REQUIRED WORK –
What lines below include the word "shallow"? Copy each one.
*** WORKING DATA Section Begins ***
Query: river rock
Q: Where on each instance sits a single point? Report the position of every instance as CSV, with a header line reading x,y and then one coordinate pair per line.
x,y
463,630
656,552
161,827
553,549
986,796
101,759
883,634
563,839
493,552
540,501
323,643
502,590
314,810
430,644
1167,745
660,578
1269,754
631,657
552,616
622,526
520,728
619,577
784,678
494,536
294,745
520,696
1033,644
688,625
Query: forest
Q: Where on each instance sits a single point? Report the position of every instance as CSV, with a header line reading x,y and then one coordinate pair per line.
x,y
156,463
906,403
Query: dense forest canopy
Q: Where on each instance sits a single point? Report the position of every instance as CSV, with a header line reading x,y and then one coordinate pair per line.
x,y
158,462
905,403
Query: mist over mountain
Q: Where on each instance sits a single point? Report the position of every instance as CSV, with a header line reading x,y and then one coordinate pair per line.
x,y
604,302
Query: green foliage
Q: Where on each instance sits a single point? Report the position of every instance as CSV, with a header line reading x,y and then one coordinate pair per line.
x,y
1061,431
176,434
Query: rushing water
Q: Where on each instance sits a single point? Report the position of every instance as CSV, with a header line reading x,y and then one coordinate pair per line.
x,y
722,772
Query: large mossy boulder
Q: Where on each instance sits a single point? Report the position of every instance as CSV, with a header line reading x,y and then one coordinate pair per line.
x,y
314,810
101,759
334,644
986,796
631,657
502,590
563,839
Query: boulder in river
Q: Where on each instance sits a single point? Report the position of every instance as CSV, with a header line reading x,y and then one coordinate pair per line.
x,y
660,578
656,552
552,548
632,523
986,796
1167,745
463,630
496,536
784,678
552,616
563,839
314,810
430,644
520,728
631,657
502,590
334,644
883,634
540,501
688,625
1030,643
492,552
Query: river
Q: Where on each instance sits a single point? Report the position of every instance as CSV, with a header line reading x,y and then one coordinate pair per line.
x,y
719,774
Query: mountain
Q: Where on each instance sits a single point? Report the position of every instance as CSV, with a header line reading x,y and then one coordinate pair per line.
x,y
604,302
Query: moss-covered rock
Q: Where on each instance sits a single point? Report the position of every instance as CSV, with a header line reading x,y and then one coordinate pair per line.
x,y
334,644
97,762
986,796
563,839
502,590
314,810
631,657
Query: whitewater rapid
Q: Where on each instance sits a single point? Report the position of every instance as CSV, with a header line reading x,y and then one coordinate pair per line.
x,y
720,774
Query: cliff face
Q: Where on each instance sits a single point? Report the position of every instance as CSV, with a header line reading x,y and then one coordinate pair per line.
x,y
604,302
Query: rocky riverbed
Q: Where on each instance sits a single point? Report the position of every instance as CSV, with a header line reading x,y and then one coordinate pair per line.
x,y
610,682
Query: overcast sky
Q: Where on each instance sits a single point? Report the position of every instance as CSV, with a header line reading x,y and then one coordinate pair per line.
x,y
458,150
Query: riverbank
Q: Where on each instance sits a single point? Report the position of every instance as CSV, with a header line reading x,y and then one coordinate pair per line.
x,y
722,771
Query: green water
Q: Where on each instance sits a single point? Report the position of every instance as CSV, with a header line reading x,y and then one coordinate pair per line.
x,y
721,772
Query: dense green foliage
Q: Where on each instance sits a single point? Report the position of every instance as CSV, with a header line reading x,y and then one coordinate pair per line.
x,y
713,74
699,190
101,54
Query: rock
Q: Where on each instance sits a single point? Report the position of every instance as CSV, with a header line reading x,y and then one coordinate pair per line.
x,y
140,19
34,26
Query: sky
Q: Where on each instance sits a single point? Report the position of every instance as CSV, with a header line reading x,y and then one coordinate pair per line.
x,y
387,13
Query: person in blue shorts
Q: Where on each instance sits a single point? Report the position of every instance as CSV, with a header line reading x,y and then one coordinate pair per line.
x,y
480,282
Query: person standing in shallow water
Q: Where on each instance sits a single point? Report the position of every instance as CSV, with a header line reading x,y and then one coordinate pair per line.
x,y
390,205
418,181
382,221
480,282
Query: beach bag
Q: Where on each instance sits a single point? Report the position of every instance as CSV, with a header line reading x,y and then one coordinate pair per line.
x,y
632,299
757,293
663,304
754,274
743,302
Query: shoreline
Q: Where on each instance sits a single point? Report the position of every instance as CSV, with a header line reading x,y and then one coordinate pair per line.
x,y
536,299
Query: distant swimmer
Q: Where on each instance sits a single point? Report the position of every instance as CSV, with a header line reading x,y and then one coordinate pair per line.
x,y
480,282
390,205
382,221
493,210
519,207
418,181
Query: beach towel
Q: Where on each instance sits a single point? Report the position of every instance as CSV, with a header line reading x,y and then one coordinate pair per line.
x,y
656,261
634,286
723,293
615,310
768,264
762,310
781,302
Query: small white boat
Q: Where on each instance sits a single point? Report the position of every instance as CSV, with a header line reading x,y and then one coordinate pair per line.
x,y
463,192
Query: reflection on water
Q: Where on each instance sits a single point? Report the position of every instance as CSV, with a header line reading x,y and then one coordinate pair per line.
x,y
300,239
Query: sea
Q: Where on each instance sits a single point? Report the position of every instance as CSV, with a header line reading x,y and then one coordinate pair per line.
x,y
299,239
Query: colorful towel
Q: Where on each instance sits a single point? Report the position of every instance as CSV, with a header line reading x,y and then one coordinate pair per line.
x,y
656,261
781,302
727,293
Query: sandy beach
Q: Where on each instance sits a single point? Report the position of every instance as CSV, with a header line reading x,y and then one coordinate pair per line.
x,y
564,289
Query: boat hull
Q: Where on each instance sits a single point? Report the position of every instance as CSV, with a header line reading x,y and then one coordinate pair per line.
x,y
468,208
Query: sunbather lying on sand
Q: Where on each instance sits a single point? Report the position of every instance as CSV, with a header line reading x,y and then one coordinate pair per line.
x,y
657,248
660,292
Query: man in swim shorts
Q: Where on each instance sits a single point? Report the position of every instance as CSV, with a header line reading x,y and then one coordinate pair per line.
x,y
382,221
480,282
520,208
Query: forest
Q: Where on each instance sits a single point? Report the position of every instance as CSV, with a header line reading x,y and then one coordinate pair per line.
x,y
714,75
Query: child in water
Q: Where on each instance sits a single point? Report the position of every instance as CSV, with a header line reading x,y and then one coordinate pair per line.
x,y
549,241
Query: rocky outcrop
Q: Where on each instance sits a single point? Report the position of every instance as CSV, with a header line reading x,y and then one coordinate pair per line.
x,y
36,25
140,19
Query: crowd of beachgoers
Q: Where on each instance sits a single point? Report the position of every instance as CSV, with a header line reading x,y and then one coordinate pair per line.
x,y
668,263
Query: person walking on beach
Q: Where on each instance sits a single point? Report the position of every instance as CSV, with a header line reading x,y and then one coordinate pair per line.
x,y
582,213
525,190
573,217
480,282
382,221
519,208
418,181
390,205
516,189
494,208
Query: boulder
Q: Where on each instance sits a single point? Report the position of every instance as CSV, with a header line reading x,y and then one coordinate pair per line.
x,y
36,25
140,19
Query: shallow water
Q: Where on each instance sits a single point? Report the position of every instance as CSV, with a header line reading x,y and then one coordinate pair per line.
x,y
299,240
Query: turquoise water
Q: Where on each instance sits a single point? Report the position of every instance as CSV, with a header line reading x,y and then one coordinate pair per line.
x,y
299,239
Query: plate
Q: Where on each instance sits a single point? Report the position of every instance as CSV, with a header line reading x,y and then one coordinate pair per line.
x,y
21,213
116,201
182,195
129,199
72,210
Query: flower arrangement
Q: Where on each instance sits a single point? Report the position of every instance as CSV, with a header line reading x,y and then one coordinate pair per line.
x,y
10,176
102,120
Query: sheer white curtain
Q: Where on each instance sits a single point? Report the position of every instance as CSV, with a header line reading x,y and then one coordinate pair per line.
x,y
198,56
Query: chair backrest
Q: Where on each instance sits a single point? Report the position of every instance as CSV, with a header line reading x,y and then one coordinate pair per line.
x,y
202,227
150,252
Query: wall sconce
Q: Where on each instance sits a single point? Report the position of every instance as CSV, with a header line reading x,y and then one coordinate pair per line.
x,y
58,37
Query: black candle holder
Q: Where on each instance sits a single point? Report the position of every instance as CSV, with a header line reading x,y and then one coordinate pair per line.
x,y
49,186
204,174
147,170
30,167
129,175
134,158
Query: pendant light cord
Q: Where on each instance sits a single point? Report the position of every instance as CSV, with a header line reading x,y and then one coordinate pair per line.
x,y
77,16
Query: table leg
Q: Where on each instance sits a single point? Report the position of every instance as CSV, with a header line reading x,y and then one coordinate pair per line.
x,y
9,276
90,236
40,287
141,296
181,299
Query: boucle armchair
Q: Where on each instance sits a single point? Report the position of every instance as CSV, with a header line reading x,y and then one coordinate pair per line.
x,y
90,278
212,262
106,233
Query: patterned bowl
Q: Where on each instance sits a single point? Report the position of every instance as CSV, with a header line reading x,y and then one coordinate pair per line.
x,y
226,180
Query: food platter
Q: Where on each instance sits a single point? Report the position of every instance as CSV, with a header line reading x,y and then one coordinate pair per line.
*** WORKING DATA Section Ends ***
YOUR SOLUTION –
Query: person standing in shallow water
Query: shallow water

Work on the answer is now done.